TASK OBJECTIVE:
Convert each line of the material below into a row of a Markdown table with the columns "Row" and "Line". Number the rows, skip blank lines, and leave the pictures out.

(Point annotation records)
╔══

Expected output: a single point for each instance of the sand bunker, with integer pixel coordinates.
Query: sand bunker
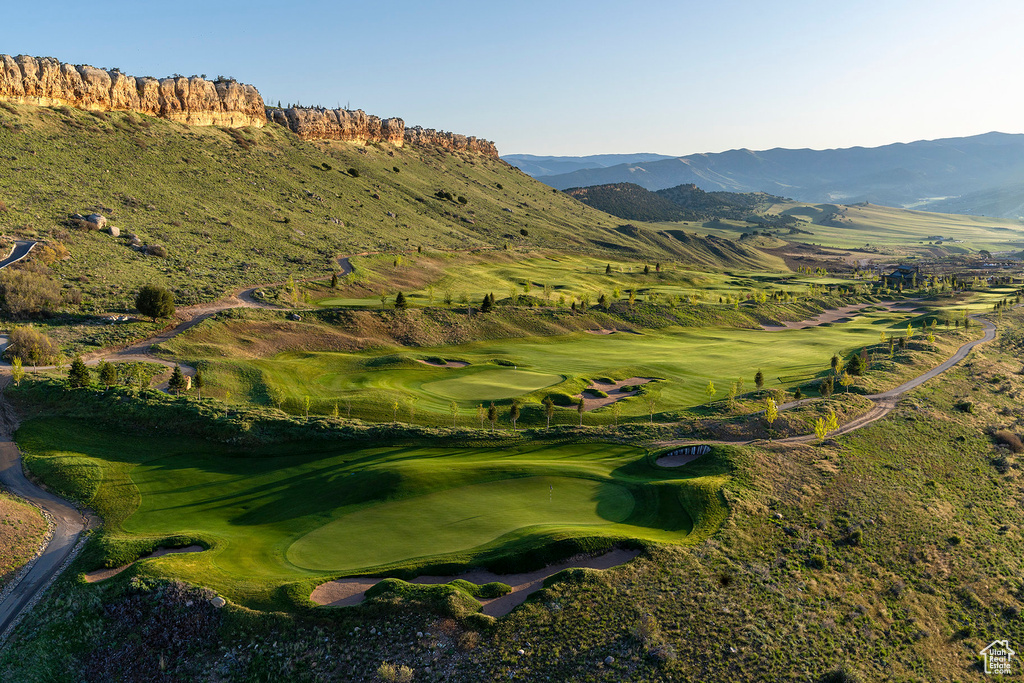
(446, 364)
(103, 574)
(613, 389)
(345, 592)
(682, 455)
(839, 315)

╚══

ANSWER:
| Row | Line |
|---|---|
| 1 | Expected output: a single point for each instance of the sand bunker, with integer pixel coordinates. |
| 2 | Query: sand bunker |
| 3 | (446, 364) |
| 4 | (103, 574) |
| 5 | (613, 389) |
| 6 | (345, 592) |
| 7 | (682, 455) |
| 8 | (839, 315) |